Segment Open

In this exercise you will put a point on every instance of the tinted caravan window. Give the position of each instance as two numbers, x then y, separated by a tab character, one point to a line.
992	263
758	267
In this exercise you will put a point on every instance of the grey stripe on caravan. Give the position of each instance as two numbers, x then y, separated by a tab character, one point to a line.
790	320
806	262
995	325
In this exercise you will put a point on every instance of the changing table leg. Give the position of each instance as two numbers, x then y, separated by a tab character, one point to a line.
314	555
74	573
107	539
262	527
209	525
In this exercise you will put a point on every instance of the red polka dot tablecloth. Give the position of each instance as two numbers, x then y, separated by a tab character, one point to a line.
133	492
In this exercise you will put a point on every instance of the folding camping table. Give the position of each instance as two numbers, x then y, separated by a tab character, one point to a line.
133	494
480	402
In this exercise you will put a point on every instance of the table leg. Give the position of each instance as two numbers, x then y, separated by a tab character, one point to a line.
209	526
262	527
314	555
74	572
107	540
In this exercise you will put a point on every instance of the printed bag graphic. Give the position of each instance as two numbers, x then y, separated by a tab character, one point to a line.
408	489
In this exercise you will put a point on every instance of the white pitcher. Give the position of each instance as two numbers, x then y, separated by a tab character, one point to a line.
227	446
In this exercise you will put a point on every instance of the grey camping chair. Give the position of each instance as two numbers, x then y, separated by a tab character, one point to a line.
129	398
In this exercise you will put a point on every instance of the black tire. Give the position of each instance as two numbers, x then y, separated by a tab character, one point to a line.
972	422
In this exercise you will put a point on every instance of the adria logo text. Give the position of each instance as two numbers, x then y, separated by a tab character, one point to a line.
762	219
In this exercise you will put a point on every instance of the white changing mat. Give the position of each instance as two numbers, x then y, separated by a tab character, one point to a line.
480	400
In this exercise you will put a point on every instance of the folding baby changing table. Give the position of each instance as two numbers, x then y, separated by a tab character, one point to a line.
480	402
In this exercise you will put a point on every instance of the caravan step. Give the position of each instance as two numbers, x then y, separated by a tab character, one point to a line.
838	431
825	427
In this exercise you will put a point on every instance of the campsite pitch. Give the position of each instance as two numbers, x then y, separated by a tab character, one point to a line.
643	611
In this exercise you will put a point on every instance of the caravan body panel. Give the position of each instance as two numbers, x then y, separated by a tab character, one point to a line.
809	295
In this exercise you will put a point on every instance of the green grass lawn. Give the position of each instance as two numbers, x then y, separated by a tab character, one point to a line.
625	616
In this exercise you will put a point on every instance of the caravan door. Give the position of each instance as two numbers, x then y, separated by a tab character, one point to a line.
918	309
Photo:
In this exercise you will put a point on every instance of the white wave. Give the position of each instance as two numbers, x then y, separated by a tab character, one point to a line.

Segment Closed

Lines from the one that contains "of the campsite" through the final line of the entries must be duplicated exactly, and no other lines.

## Exercise response:
In this exercise you will put a point on every instance of the campsite pitch. Give the position of each instance as two numbers, x then y, separated by a tab character, one point to a line.
643	611
In this exercise you will put a point on every instance of the caravan body panel. Give the position of each instance as two numbers, x then y, separated by a tab character, one point to a line.
809	295
In this exercise you will put a point on every instance of the green grass lawn. Give the position of each instance as two numbers, x then y, separated by a tab character, one point to a line.
625	616
In this exercise you will put a point on every instance of the caravan door. Give the position of each instance as two numbers, x then y, separated by a tab character, one point to a line.
918	309
Photo:
In this exercise you will put a point on every instance of the white wave. Give the position of each instance as two numbers, x then y, separated by a tab character, one point to a line.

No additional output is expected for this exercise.